* _Task directions_
Rewrite the material below with each "re-annotate from scratch" changed to "annotate again independently" and every other word kept as it is.

* _Listed entries_
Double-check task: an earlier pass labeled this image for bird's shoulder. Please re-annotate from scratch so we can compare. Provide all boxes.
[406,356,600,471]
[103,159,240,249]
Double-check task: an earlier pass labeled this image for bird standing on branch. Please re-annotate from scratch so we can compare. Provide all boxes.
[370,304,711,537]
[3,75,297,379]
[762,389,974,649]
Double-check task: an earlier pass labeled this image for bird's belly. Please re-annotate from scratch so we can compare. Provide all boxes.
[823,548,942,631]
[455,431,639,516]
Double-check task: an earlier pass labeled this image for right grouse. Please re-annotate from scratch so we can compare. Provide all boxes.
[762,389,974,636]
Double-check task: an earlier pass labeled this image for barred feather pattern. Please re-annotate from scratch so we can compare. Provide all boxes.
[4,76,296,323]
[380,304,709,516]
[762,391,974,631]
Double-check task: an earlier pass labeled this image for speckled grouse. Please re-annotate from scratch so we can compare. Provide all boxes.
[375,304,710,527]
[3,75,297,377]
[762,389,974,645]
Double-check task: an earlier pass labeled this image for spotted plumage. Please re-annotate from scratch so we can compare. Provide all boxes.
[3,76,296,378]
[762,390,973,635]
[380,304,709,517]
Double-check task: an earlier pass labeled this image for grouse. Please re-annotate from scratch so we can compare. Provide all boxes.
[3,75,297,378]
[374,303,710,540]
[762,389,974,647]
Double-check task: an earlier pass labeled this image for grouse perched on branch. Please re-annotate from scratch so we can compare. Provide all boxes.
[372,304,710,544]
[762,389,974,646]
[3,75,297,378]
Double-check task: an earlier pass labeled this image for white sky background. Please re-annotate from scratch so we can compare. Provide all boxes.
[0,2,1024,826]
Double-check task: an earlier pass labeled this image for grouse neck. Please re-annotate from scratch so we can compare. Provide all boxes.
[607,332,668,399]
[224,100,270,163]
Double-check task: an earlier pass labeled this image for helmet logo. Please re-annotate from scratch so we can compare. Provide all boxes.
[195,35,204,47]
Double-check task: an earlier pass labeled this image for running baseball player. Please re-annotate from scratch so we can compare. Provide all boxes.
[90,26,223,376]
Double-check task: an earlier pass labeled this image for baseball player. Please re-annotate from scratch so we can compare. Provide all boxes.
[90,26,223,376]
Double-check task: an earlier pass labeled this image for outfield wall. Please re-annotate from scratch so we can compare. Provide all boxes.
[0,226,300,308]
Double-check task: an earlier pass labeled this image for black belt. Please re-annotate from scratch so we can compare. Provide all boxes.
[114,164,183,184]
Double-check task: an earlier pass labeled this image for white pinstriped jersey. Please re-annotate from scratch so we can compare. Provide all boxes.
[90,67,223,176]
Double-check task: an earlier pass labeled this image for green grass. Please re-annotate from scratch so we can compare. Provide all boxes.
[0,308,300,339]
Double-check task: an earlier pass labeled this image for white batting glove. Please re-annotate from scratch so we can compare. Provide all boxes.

* _Exercise result_
Double-check task: an earlier pass labeled this image for bird's shoulder. Please annotate again independently so we can compare. Provide all boxes.
[406,356,600,471]
[103,159,240,249]
Double-check task: an earlier pass labeled this image for bird standing on branch. Please annotate again independently so we can compare. Provide all boxes.
[370,304,711,537]
[3,75,297,379]
[762,389,974,649]
Double-check task: an earlier pass labeled this image for bird's belly. Please annotate again independently so we can compare. Provide all boxes.
[823,548,942,631]
[455,431,639,516]
Double-check task: an earlier pass labeled this image for right grouse. Please annotate again independently so we can compare. Provide all boxes.
[762,389,974,636]
Double-check task: an earlier pass labeled this image for barred feather pattern. Please annotate again independently so we can compare. Provide all boxes.
[4,76,296,323]
[380,304,709,516]
[762,391,974,631]
Double-check task: an earlier pass labeled this image for speckled grouse. Please annotate again independently so we can compare. Provide all boxes.
[375,304,710,527]
[3,75,297,377]
[762,389,974,645]
Double-check task: an earlier pass labeled this image for spotted plumage. Please annotate again independently so we can compare. Provide all boxes.
[3,76,296,378]
[762,390,973,635]
[380,304,709,517]
Double-check task: an earlier pass labeled this image for grouse. Please annotate again independently so we can compare. Provide all boxes.
[3,75,297,378]
[374,303,710,540]
[762,389,974,647]
Double-check task: an earlier pass labeled this image for grouse perched on branch. Please annotate again independently so we can compare. Provide all boxes.
[372,304,710,544]
[762,389,974,646]
[3,75,297,378]
Double-check task: an earlier pass labeled this image for white sky background. Please annotate again independently so we can compare. Provide all boxes.
[0,2,1024,826]
Double-check task: an earlier pass labeled this image for grouse neck. Please annotate again independently so we can compare. Provide all boxes.
[607,332,668,399]
[224,100,270,163]
Double-check task: an earlier pass labeled this image for helmet logo. Please annotate again independently so we can compare. Provide all boxes.
[195,35,204,47]
Double-check task: an earlier pass labeled this image for running baseball player. Please annotate again independently so we can compare. Provide all boxes.
[90,26,223,376]
Double-check task: an earlier pass labeled this image for baseball player. Please annotate again independently so we can compare. Provide all boxes.
[90,26,223,376]
Double-check task: an earlier pass labeled this image for outfield wall. Please annotate again independently so we can compare. Provide all boxes.
[0,226,300,308]
Double-check task: an earlier pass labeled this image for black belt. Please annotate again independently so we can compare. Provide all boxes.
[114,164,183,184]
Double-check task: an earlier pass labeled this image for white pinstriped jersey. Please annotate again independently so we can compare. Provide all boxes.
[90,67,223,176]
Double-check task: an earlier pass labeled this image for green grass. Please annotate again independently so we can compare. Provide all boxes.
[0,308,300,339]
Double-check task: an earlier pass labeled this image for white batting glove. Please annotate again independently so we can compare. Provide all boxes.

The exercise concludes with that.